Exclude images and print all the records verbatim.
------ Records shown
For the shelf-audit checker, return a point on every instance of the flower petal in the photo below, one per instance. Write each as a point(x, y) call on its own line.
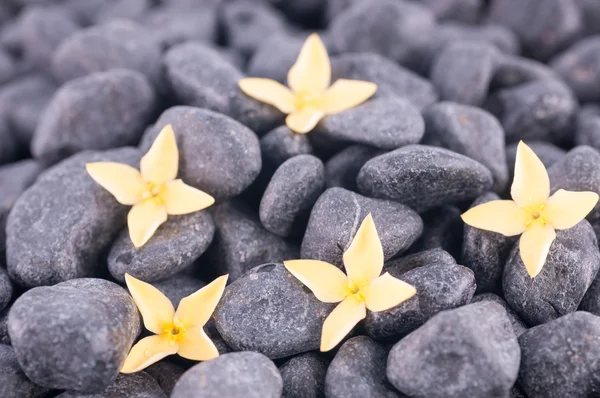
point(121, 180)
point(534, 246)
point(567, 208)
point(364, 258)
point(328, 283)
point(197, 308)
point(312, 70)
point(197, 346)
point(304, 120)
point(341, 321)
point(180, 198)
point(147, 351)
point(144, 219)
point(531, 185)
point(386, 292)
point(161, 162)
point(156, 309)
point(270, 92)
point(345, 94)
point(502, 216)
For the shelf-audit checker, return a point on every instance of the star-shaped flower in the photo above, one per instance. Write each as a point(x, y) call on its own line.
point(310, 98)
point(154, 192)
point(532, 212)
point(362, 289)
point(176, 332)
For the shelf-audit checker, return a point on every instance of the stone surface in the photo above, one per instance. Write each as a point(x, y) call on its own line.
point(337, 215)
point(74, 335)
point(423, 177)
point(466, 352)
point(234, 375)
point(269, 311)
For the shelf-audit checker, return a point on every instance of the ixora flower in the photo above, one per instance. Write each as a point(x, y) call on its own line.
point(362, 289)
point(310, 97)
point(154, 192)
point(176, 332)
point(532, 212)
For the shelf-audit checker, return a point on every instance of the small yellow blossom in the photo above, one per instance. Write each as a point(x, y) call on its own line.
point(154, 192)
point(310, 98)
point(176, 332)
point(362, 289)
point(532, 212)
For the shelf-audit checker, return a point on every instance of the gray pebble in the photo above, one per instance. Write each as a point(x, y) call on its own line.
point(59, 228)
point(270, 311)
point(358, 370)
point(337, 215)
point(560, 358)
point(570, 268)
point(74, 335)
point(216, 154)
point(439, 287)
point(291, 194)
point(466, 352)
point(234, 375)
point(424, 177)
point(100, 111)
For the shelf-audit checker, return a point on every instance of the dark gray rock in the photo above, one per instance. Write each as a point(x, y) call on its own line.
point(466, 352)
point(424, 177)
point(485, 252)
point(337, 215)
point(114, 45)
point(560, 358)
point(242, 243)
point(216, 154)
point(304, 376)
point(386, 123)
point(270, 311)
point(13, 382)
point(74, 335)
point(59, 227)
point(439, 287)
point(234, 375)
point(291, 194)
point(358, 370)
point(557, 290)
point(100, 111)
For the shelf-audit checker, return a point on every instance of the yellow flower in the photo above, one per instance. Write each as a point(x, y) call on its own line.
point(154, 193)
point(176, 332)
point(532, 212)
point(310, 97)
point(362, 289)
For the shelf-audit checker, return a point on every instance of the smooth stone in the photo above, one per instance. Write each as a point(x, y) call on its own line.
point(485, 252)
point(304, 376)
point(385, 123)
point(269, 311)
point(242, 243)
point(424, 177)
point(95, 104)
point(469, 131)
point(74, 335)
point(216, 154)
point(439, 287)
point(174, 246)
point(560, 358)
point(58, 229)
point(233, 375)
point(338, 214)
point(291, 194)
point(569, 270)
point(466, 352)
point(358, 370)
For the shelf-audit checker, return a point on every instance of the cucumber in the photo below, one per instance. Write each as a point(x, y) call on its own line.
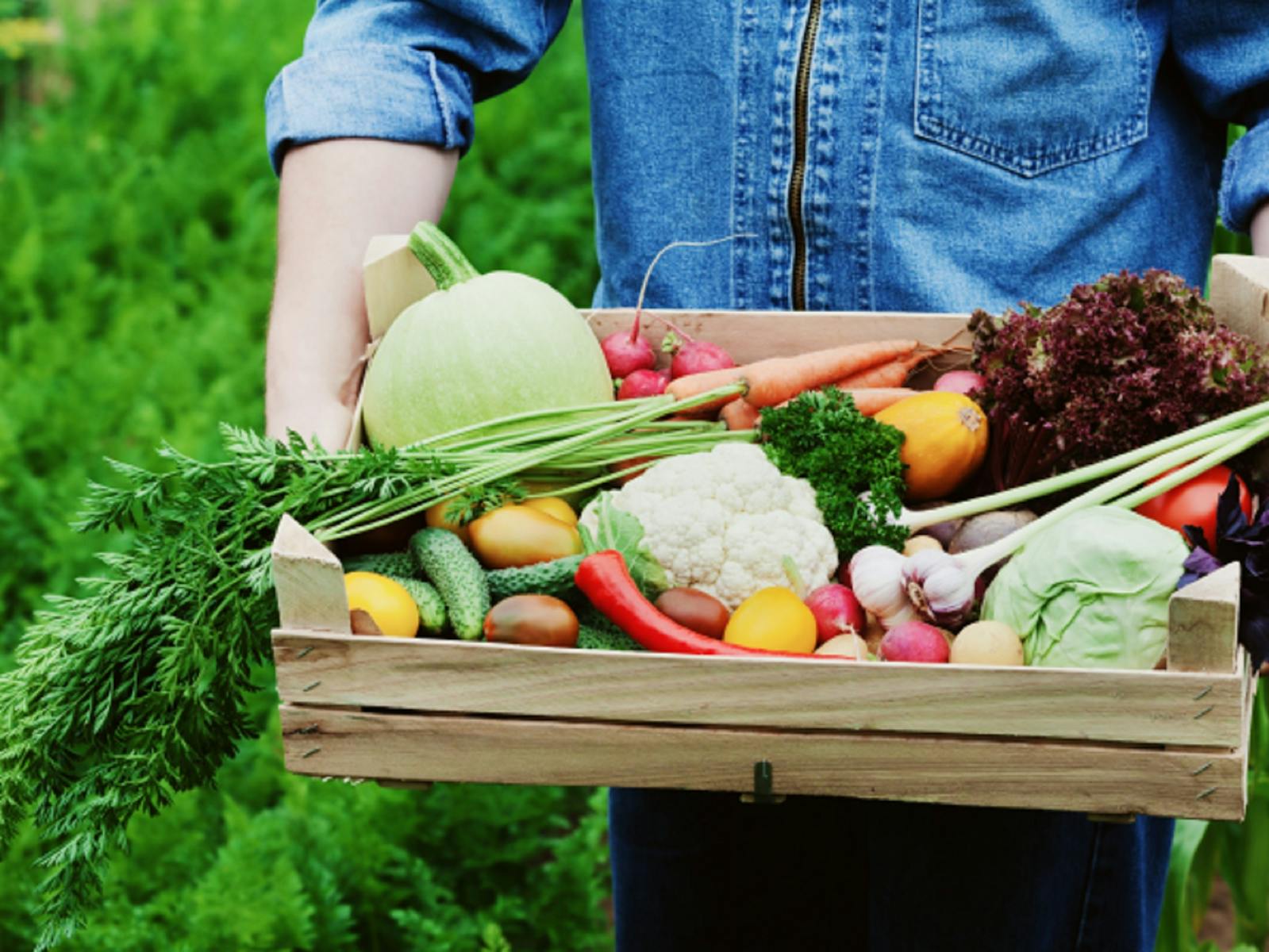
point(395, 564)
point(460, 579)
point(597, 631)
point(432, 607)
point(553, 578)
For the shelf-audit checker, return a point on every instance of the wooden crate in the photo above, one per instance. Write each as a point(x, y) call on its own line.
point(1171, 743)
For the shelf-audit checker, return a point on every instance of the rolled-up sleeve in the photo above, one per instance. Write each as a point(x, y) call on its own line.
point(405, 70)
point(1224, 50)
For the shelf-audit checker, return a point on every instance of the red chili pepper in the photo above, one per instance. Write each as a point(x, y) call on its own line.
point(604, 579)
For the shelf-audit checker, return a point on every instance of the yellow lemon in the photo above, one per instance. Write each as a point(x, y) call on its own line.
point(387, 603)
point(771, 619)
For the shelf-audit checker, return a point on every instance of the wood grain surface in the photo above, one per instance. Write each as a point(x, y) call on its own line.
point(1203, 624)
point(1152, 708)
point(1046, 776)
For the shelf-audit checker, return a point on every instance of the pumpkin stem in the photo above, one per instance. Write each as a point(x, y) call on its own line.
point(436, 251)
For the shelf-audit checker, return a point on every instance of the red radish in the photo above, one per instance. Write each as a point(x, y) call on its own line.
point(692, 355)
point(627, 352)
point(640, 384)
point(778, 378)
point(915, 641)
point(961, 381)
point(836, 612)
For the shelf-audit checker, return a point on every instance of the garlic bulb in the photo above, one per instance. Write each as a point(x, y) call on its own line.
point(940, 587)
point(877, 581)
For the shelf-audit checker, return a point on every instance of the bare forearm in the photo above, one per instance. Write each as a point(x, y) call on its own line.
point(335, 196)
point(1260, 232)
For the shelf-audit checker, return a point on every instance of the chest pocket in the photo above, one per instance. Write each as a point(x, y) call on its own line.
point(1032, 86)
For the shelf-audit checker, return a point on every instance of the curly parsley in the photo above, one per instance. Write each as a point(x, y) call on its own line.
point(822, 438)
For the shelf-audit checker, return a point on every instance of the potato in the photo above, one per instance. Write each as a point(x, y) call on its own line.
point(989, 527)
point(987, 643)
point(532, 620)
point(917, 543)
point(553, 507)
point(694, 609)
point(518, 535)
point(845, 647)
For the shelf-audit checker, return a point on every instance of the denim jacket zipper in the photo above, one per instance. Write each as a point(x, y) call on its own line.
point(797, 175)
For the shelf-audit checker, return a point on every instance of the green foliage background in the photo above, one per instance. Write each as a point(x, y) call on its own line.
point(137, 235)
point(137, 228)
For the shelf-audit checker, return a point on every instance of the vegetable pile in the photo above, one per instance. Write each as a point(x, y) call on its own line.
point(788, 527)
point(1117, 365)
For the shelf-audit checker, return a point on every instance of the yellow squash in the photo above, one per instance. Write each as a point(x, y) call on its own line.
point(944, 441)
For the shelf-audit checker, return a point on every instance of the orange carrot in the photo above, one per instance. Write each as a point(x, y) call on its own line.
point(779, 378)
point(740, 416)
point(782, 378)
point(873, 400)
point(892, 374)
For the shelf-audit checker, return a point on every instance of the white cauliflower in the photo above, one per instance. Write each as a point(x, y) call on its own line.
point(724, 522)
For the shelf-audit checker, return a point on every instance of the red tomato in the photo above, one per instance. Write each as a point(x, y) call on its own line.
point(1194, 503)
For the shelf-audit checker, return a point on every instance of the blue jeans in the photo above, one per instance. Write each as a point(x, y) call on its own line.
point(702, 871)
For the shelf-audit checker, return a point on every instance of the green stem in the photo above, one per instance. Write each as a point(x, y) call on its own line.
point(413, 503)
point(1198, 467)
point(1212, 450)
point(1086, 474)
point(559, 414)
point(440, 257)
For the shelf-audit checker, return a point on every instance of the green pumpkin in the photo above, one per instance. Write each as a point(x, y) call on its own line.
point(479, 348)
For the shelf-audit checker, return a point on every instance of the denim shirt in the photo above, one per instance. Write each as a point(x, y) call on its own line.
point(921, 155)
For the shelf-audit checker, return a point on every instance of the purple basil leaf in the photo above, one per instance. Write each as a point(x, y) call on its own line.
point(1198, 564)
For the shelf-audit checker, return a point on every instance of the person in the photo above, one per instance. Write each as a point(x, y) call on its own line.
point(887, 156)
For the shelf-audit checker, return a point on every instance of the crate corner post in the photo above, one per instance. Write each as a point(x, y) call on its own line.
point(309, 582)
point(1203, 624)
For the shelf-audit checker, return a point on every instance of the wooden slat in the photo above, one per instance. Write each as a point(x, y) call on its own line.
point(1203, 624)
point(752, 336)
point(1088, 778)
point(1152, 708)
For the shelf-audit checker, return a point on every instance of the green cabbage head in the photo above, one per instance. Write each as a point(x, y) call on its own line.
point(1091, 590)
------------
* [Written reply]:
For the shelf-audit checker, return a point on every instance of the flower petal in the photo below, one per instance. Write each as a point(x, y) call on its own line.
point(121, 180)
point(534, 246)
point(567, 208)
point(364, 258)
point(328, 283)
point(197, 308)
point(312, 70)
point(197, 346)
point(304, 120)
point(341, 321)
point(180, 198)
point(147, 351)
point(144, 219)
point(531, 185)
point(386, 292)
point(161, 162)
point(156, 309)
point(270, 92)
point(345, 94)
point(502, 216)
For the shelf-audit checker, return a point on every instance of the star-shaped flower in the photo above, one per instance. Write each as a point(x, y) call on its own line.
point(310, 98)
point(154, 192)
point(532, 212)
point(362, 289)
point(176, 332)
For the shelf-audit checker, return a point on every instance of the stone surface in the photo above, one per instance. Write each as a point(x, y) call on its own line.
point(337, 215)
point(74, 335)
point(423, 177)
point(466, 352)
point(234, 375)
point(269, 311)
For the shelf-audit checker, return a point on every instance of the ixora flower in the photo above, one per instance. Write each as a point(x, y) call on its own line.
point(362, 289)
point(310, 97)
point(154, 192)
point(176, 332)
point(532, 212)
For the shelf-audit checker, return a point on every instance of the small yellow blossom in the photo above, one per instance. Write each as a point(x, y) call on its own line.
point(154, 192)
point(310, 98)
point(176, 332)
point(362, 289)
point(532, 212)
For the shelf-audit checker, return a point on every instance of the gray pebble in the photo above, one per instance. Write each as a point(x, y) call on its own line.
point(59, 228)
point(270, 311)
point(358, 370)
point(337, 215)
point(560, 358)
point(570, 268)
point(74, 335)
point(216, 154)
point(439, 287)
point(291, 194)
point(466, 352)
point(234, 375)
point(424, 177)
point(100, 111)
For the shelf-audit checker, return a point on every instance of the dark gray rock in the photo above, one per instance. Write each as a point(x, y) call on its own line.
point(466, 352)
point(424, 177)
point(485, 252)
point(337, 215)
point(114, 45)
point(560, 358)
point(242, 243)
point(216, 154)
point(304, 376)
point(386, 123)
point(270, 311)
point(13, 382)
point(74, 335)
point(59, 227)
point(439, 287)
point(234, 375)
point(291, 194)
point(358, 370)
point(557, 290)
point(100, 111)
For the shelf-audit checker, return a point on every instance of the yellow flower in the photo above, one per instance. Write each as a point(x, y) call on its own line.
point(154, 193)
point(176, 332)
point(532, 212)
point(310, 97)
point(362, 289)
For the shelf-audit checker, return a point on every instance of the smooth stone in the photo above, one per instance. Write each as a point(x, y) call on its own line.
point(485, 252)
point(304, 376)
point(385, 123)
point(269, 311)
point(242, 243)
point(424, 177)
point(95, 104)
point(469, 131)
point(74, 335)
point(216, 154)
point(439, 287)
point(174, 246)
point(560, 358)
point(58, 229)
point(233, 375)
point(338, 214)
point(291, 194)
point(569, 270)
point(466, 352)
point(358, 370)
For the shelf-audit checker, return a point on every instance of the cucumber in the photo below, one per instance. Write each as a point(x, y) call on its own line.
point(395, 564)
point(460, 579)
point(597, 631)
point(432, 607)
point(553, 578)
For the shelf-audit checker, return a point on every instance of the wooden crate in the photo above, one per instance. Write each as a point(x, y) call on its own line.
point(1171, 743)
For the shelf-audit checker, return a point on every instance of the rolled-up sleeve in the photo above, one per instance. Write each as a point(x, y) call on its own line.
point(405, 70)
point(1224, 50)
For the shelf-audit checker, return a point on every instance of the red chili pepper in the photo above, one per instance. Write each as a point(x, y) call on its own line.
point(604, 579)
For the shelf-audit checker, return a point on every instance of the yellow lemon in the photo above, one per instance. Write each as a point(x, y) call on its own line.
point(387, 603)
point(771, 619)
For the shelf-audit checker, return a point on every instance of the wood grain surface in the photo above, one per instance. Write each as a point(x, y) call on its own line.
point(1203, 624)
point(1152, 708)
point(1046, 776)
For the shelf-audit checker, return a point on every instance of the pumpkin stem in the photo above, one per instance. Write each as a point(x, y) call on its own line.
point(436, 251)
For the shelf-audit checker, return a point on every instance of the red radish in the photo above, one per instance. Write each as a point(x, y) call on its own line.
point(692, 355)
point(627, 352)
point(640, 384)
point(778, 378)
point(915, 641)
point(961, 381)
point(836, 612)
For the shelf-audit checker, return a point on every instance of the garlic bulb in the photo above, one per instance. Write each as a point(x, y) call on its own line.
point(940, 587)
point(877, 581)
For the shelf-audit checker, return a point on every instance of the bare forearm in the photo above, one per instance. Write each as a point(x, y) call on its own line.
point(335, 196)
point(1260, 232)
For the shelf-audit checker, return a point on every instance of the chest pocket in the photo above, one per instance. Write each as a point(x, y) call on its own line.
point(1032, 86)
For the shelf-audit checker, return a point on every instance of the curly parsley in the photo above, one per instance. Write each as a point(x, y) call on its own line.
point(822, 438)
For the shelf-audit checker, return a point on every instance of the potato in the photo above, one per instance. Write each as a point(x, y) call on its own line.
point(989, 527)
point(987, 643)
point(532, 620)
point(917, 543)
point(553, 507)
point(694, 609)
point(518, 535)
point(845, 647)
For the shelf-audit checker, return a point on every instance of the denim jacket zipper in the photo above, one per instance. Write each as a point(x, y) call on its own line.
point(797, 175)
For the shelf-audit checker, return a point on every instance of the green foliage background in the photo above, one per instance. Write each as a point(x, y) call on its own line.
point(137, 235)
point(137, 228)
For the shelf-audit checker, return a point on every instance of the vegetable pile in the photo above, one per instance. Write each as a point(x, y) call on its own line.
point(788, 527)
point(1117, 365)
For the shelf-audit checker, return a point on every instance of the yellow squash in the photo above, one per instance. Write each as a point(x, y) call on its own line.
point(944, 441)
For the shelf-audit checker, return a point on every instance of the orange carrot in the photo above, one per instance. Write each as a point(x, y) call on its own line.
point(779, 378)
point(740, 416)
point(782, 378)
point(873, 400)
point(892, 374)
For the shelf-audit checker, return a point on every instance of the white cauliflower in the photo above, one per instance. Write each as a point(x, y) call on its own line.
point(724, 522)
For the shelf-audit checker, return a point on every instance of the red tomato in the photo above, one per instance. Write each as a point(x, y) call on its own line.
point(1194, 503)
For the shelf-audit checker, return a point on every instance of the blue jeans in the photo above, one per instance. Write each as a point(x, y) call on its own line.
point(702, 871)
For the shelf-audit checker, return a point on every instance of the green stem in the photo above, one per instance. Write each as a point(x, y) call on its own line.
point(413, 503)
point(1198, 467)
point(1212, 450)
point(1086, 474)
point(559, 414)
point(440, 257)
For the shelf-audit checker, return a point on every instance of the green pumpkin in the photo above, one per instance. Write each as a point(x, y) call on its own line.
point(479, 348)
For the shelf-audit checker, return a point on every instance of the denim shirt in the photo above, one per instance. Write each as a point(x, y) call on its own line.
point(921, 155)
For the shelf-audit checker, return a point on every instance of the purple basil leaf in the photo above, one per instance. Write each as a point(x, y) call on its own line.
point(1198, 564)
For the shelf-audit checker, return a point on every instance of the person in the photo above, one per instance. Write each as a point(x, y) call on its own line.
point(887, 156)
For the shelf-audit checker, return a point on every instance of the crate corner post in the photo above, one per instance. Write each as a point(x, y) call on its own line.
point(309, 582)
point(1203, 624)
For the shelf-audit checker, return a point on every instance of the wooden slat in the photo above, one per instance. Write each as a point(x, y) call on its own line.
point(1203, 624)
point(752, 336)
point(1088, 778)
point(1152, 708)
For the shelf-audit checker, return a point on every instance of the green cabbage head in the photo above, one per instance. Write each as a point(x, y) call on its own line.
point(1091, 590)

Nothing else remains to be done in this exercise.